**ASSIGNMENT:** Find every line in the records below that contains "wooden", and copy it.

**RECORDED INFORMATION:**
════

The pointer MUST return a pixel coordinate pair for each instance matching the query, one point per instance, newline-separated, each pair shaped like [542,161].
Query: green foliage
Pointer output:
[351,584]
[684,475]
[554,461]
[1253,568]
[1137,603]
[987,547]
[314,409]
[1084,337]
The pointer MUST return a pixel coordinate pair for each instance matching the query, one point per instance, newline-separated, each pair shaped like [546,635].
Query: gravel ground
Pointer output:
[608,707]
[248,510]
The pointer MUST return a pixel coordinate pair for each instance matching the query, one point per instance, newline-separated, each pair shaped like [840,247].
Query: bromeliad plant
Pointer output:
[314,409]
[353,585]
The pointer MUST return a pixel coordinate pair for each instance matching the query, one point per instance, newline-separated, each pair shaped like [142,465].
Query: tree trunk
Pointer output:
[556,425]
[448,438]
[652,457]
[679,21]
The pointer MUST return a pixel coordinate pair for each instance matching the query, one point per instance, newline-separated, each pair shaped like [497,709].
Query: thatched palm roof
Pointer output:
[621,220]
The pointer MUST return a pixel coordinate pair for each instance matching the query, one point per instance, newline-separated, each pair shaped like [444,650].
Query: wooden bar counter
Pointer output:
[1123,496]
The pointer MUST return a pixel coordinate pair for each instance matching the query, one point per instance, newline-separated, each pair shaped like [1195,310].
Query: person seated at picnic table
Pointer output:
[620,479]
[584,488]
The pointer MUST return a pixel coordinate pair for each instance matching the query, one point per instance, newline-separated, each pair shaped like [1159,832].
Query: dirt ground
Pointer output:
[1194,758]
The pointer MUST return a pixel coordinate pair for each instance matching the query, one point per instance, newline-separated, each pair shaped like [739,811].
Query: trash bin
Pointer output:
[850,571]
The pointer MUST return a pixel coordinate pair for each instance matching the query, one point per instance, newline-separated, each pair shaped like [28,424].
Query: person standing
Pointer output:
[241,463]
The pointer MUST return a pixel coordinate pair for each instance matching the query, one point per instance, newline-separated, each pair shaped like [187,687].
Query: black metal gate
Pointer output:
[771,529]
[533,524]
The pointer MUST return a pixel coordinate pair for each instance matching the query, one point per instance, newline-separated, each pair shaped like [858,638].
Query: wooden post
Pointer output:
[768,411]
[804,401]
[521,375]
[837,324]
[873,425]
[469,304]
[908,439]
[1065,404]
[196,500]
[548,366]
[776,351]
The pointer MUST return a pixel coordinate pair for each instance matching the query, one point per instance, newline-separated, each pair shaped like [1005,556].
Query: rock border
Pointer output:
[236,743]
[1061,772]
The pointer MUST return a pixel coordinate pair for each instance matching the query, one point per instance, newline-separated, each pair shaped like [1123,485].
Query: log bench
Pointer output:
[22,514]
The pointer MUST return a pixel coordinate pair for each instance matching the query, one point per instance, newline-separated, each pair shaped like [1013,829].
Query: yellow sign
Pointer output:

════

**RESULT:**
Query: wooden bar counter
Query: wooden post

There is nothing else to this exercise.